» What the task asks:
Find each line in the entries below that contains the word "board" and copy those lines out in full. Letter case must match.

» Supplied data:
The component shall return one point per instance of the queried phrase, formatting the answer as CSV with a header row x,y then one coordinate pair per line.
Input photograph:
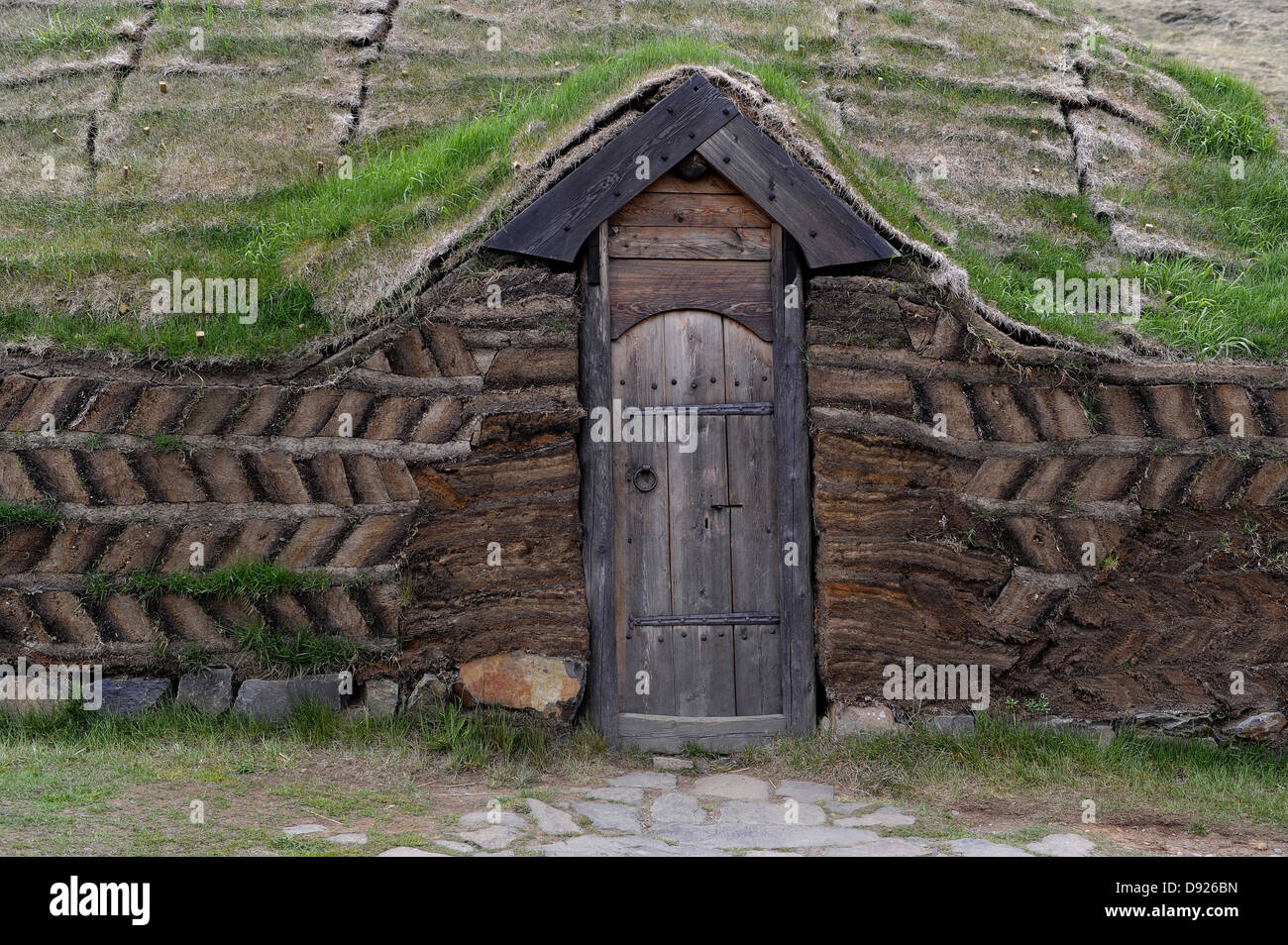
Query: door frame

--

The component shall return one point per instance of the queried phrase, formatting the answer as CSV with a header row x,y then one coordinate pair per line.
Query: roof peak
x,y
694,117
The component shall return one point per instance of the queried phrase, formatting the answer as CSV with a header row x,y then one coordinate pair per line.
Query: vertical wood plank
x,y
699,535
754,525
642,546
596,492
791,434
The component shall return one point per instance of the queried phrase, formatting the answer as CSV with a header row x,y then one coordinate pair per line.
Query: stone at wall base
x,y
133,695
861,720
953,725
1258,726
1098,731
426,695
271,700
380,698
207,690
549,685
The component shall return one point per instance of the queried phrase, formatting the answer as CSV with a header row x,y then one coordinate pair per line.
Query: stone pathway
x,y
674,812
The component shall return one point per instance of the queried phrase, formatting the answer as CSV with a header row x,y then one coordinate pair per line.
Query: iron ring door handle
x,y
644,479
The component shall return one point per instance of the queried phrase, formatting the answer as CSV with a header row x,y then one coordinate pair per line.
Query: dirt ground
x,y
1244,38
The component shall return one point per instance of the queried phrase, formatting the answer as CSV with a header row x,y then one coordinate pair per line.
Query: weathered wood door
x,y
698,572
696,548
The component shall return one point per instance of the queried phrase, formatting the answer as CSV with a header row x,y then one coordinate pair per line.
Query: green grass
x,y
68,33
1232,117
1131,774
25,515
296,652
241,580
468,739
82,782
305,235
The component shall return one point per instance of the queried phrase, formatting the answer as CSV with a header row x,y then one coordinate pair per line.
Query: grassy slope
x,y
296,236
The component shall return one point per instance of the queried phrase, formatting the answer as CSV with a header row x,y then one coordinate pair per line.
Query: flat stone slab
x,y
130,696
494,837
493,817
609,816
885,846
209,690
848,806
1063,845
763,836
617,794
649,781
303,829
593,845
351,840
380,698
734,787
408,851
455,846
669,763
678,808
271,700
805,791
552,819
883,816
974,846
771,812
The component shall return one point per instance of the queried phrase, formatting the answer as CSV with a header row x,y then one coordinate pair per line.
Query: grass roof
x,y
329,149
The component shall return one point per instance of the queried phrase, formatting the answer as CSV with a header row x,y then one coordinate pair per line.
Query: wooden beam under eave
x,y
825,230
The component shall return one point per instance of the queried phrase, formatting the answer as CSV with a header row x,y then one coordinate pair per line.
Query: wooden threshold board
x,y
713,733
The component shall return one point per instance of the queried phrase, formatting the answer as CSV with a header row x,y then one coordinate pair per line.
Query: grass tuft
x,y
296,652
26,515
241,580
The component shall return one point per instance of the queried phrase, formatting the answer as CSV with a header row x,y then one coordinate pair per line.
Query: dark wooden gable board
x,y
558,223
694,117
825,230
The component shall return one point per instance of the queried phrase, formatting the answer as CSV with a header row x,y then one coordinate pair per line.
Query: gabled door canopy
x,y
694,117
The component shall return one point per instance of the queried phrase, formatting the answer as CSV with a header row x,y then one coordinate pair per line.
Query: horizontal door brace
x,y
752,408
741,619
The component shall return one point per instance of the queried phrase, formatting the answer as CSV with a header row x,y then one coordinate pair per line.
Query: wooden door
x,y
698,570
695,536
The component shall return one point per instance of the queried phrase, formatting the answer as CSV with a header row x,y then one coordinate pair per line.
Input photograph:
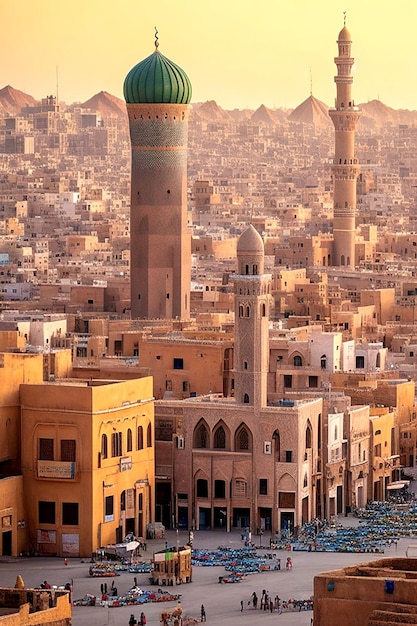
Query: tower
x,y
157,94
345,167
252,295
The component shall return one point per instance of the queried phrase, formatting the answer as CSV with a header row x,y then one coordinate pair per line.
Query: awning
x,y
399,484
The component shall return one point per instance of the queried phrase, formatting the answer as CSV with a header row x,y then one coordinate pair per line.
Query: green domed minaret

» Full output:
Query: wooden threshold board
Query: dark wooden gable board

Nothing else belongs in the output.